- DATA SUPPLIED:

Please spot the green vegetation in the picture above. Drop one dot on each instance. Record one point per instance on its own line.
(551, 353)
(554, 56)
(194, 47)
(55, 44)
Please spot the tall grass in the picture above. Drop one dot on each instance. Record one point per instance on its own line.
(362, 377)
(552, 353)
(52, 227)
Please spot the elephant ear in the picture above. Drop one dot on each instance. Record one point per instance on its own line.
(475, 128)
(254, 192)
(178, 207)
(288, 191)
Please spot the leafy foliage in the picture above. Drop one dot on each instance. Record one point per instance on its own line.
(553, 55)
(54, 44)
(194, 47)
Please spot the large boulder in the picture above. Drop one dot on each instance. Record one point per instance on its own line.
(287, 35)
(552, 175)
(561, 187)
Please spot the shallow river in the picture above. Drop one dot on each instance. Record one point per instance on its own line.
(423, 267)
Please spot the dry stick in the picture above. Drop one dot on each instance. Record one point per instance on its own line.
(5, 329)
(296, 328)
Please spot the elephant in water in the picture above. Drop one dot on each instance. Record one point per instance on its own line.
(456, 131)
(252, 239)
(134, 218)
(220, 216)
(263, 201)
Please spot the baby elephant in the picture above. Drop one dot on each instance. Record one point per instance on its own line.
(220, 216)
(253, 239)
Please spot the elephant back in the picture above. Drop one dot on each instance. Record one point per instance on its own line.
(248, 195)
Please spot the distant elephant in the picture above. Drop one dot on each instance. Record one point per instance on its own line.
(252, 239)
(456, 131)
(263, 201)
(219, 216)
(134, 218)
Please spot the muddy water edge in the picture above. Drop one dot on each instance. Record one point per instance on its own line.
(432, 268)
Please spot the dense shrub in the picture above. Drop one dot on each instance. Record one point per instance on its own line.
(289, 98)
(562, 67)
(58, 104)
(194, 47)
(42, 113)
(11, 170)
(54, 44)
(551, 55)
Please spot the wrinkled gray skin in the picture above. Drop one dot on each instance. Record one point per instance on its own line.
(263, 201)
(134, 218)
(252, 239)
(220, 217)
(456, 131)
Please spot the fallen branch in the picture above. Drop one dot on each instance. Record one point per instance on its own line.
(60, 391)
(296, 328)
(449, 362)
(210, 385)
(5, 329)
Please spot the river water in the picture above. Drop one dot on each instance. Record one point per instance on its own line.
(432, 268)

- WORK REQUIRED:
Without changing a word, restate the whole listing.

- YOUR SOLUTION:
Please spot the green vegetation in the picture above. Drop one dot on each instance. Record one point per instance on its own line.
(551, 353)
(554, 56)
(194, 47)
(55, 44)
Please spot the tall grass in the picture above. Drop one dot on each instance. Record one point per instance on its own line.
(362, 377)
(552, 353)
(52, 227)
Please spot the elephant ear in the picture above. Drop one dot on each instance. Record one point per instance on its own line.
(475, 128)
(254, 192)
(178, 207)
(288, 191)
Please spot the leafy foliage in the picture above. Drop one dot on each instance. Record one point per instance on its own line.
(553, 55)
(54, 44)
(194, 47)
Please spot the large boulder in the picture above. Drop one dot on each instance. Record one point per instance on its own line.
(287, 35)
(552, 175)
(561, 187)
Please spot the shallow river in the picture above. Drop one dot on each instance. Record one point per instance on its own line.
(423, 267)
Please spot the dry stick in the picture above. Drop one dot on each instance. Record one point per instance on its own line.
(5, 329)
(296, 328)
Please spot the elephant in water in the picture above. Drop one dot on each instance. Record one point per instance on its own line.
(456, 131)
(252, 239)
(134, 218)
(220, 216)
(263, 201)
Please spot the baby elephant in the picture above. Drop one dot on each instance. Record one point per instance on its own line.
(220, 216)
(253, 239)
Please spot the elephant back in the picture above. Drop one dot on each instance. Record one point per instance on its own line.
(248, 195)
Please spot the distant elephant in the picture above. Drop one dot on each instance. Record one point per instance on its own line.
(252, 239)
(456, 131)
(263, 201)
(219, 216)
(134, 218)
Please spot the muddy water edge in the picture above. Drop one dot on each instance. Record one point per instance on its own line.
(432, 268)
Please spot the dense shrub in the picture above. Drop one dot on each instance. Record one point per instance on its own line.
(289, 98)
(562, 67)
(58, 104)
(194, 47)
(42, 113)
(11, 170)
(54, 44)
(551, 55)
Please spot the wrinkled gray skin in the picture above. Drop one dot on each instance. Record one point per instance on its own line.
(263, 201)
(134, 218)
(252, 239)
(220, 217)
(456, 131)
Please spot the fallen branch in the picture above. Drop one dot on each instance. Record one point per instance on its own line.
(60, 391)
(296, 328)
(449, 362)
(210, 385)
(5, 329)
Please spot the river water in the picture above. Drop one dot on each instance. Record one point per instance on its own line.
(432, 268)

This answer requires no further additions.